:: Zitierter Text ::
* * * * *

Dr.-Ing. Hermann Oppermann
Ja, bei mir war es fast ein ähnlicher Weg, also zumindest was die Werkstoffwissenschaften betrifft. Ich habe also Werkstoffwissenschaften und Werkstofftechnologie in Clausthal studiert, bin dann nach Berlin gewechselt und hab dort in der Metallphysik promoviert. Eigentlich eher Themen, die breit gefächert waren, die nichts mit dem zu tun hatten, was ich heute mache. Ich hatte dann die Möglichkeit, beim Forschungsschwerpunkt „Technologien der Mikroperipherik“ einzusteigen und dann zu Fraunhofer IZM zu wechseln, um dort die Verbindungstechnik, die ja auf Metallen beruht, weiterzubringen. Da habe ich mich dann schon früh mit Optoelektronik, mit Sensorik beschäftigt und einen guten Kontakt mit Kollegen bei uns gehabt und immer spezifische Lösungen gesucht für neue Anwendungen.

* * * * *

:: Gegebene Angaben ::
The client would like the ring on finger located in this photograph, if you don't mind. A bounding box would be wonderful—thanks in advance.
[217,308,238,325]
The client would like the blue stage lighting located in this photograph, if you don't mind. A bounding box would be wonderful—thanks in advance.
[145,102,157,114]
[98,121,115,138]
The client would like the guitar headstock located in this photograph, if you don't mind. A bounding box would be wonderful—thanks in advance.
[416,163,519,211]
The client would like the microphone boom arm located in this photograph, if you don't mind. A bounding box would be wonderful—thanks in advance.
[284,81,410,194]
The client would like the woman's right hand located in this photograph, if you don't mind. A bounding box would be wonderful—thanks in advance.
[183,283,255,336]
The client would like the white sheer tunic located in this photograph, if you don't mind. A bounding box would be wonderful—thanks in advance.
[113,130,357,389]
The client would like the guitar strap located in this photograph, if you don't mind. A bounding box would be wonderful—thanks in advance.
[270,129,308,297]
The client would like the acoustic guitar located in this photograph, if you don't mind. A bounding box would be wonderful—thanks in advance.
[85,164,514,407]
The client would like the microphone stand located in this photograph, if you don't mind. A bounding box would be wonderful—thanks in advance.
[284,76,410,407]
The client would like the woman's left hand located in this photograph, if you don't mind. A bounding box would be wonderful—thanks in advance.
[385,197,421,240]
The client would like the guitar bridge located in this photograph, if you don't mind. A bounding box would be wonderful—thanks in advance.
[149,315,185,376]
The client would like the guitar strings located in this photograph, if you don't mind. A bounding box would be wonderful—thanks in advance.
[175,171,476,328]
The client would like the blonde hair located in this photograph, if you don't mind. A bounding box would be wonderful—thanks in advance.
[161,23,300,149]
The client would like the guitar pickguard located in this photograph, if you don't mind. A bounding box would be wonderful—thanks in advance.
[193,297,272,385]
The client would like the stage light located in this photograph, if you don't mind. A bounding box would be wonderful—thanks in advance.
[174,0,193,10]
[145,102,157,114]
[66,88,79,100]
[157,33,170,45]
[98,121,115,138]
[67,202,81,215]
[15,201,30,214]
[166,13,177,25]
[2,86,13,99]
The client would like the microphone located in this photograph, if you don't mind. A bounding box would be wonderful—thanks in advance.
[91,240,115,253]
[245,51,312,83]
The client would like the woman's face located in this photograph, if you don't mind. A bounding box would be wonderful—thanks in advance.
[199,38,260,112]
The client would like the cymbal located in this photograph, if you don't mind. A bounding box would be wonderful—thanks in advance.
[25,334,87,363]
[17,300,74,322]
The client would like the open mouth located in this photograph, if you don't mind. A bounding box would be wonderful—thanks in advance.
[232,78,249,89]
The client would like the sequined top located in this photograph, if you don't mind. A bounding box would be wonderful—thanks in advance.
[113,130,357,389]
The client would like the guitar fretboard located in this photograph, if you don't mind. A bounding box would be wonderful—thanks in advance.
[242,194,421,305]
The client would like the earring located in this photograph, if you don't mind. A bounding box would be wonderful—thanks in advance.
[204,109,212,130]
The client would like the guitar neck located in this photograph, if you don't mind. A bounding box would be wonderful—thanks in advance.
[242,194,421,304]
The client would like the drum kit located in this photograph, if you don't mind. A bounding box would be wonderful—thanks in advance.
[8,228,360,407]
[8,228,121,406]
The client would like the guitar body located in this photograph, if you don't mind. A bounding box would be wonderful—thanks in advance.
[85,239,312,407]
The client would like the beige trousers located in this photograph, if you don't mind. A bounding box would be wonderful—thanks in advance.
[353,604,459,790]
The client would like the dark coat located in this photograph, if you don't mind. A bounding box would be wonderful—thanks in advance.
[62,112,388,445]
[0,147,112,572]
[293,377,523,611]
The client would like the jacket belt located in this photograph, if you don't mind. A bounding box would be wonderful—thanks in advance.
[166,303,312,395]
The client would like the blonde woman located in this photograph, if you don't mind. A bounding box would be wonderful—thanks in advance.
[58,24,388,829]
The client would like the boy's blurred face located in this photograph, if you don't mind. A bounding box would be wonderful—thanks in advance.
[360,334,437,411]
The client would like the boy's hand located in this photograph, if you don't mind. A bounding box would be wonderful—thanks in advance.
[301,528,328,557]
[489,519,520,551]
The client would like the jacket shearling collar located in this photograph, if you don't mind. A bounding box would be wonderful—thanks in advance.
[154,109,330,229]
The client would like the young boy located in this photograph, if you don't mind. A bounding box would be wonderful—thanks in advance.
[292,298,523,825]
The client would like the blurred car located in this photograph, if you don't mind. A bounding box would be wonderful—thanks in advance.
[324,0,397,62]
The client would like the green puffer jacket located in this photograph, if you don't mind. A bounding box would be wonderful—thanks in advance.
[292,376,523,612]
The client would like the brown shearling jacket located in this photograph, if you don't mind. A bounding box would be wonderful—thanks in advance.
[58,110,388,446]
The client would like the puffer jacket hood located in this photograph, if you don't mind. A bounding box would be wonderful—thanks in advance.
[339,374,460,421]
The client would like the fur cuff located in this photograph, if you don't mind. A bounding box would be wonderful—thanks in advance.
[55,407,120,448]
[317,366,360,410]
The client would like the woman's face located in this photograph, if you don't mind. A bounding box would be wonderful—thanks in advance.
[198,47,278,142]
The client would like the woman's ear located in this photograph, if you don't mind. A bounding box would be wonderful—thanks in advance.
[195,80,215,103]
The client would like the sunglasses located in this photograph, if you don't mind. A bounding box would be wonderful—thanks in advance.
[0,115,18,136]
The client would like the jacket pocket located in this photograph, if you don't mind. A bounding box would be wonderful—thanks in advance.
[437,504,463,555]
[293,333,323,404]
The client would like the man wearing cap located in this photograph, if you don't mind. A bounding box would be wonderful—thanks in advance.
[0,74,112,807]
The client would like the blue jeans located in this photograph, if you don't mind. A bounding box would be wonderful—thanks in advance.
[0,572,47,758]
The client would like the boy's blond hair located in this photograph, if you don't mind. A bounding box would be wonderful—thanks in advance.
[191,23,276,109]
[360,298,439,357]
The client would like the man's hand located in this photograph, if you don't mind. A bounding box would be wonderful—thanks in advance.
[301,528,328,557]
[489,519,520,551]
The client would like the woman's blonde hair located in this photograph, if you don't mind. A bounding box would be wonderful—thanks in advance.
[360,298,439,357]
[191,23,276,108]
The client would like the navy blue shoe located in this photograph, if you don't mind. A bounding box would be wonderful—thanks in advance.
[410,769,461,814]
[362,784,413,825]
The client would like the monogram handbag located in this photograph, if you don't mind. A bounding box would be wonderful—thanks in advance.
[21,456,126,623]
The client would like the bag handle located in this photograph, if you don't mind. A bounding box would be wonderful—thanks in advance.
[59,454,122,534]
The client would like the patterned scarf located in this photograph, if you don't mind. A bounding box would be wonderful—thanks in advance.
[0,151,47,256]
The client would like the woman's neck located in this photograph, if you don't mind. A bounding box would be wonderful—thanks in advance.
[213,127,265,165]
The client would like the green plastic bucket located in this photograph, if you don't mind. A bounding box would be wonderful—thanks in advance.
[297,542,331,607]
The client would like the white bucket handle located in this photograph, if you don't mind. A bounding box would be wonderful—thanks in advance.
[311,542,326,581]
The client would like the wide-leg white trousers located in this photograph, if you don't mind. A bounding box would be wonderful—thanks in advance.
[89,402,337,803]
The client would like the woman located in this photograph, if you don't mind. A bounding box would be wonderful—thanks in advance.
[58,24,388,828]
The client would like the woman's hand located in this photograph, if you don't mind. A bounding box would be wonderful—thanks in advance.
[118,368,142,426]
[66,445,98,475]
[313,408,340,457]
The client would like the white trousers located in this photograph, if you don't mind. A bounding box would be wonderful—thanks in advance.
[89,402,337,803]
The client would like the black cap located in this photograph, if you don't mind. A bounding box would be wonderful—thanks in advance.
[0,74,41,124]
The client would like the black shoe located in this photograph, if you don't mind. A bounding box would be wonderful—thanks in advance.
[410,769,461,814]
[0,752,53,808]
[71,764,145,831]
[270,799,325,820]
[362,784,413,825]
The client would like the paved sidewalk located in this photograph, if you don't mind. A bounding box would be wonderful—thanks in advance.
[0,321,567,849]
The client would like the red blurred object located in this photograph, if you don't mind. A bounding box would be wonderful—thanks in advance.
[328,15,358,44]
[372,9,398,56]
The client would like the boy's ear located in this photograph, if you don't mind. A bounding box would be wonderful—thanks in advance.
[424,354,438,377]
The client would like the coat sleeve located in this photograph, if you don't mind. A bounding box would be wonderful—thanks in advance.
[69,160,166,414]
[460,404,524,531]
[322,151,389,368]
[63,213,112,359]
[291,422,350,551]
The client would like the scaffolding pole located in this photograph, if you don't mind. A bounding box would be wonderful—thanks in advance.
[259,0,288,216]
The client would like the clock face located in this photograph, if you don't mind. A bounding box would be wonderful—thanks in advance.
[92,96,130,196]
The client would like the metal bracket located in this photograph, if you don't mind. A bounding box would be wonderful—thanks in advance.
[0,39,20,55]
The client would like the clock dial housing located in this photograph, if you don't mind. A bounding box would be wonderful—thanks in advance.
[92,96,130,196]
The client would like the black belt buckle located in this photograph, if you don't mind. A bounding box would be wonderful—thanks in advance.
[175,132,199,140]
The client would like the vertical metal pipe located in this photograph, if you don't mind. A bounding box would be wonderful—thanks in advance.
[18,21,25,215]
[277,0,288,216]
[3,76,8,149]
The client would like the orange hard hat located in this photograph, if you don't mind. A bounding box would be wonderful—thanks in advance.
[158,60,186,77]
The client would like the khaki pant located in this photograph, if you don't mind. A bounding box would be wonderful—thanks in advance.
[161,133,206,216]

* * * * *

:: Kurze Übung ::
Wie lautet der Abschnitt des zitierten Textes zwischen „Dr.-Ing. Hermann Oppermann“ und „für neue Anwendungen.“ einschließlich, wenn du ihn aktualisierst und dabei „Clausthal“ durch „Aachen“ ersetzt?

:: Lösung ::
Dr.-Ing. Hermann Oppermann
Ja, bei mir war es fast ein ähnlicher Weg, also zumindest was die Werkstoffwissenschaften betrifft. Ich habe also Werkstoffwissenschaften und Werkstofftechnologie in Aachen studiert, bin dann nach Berlin gewechselt und hab dort in der Metallphysik promoviert. Eigentlich eher Themen, die breit gefächert waren, die nichts mit dem zu tun hatten, was ich heute mache. Ich hatte dann die Möglichkeit, beim Forschungsschwerpunkt „Technologien der Mikroperipherik“ einzusteigen und dann zu Fraunhofer IZM zu wechseln, um dort die Verbindungstechnik, die ja auf Metallen beruht, weiterzubringen. Da habe ich mich dann schon früh mit Optoelektronik, mit Sensorik beschäftigt und einen guten Kontakt mit Kollegen bei uns gehabt und immer spezifische Lösungen gesucht für neue Anwendungen.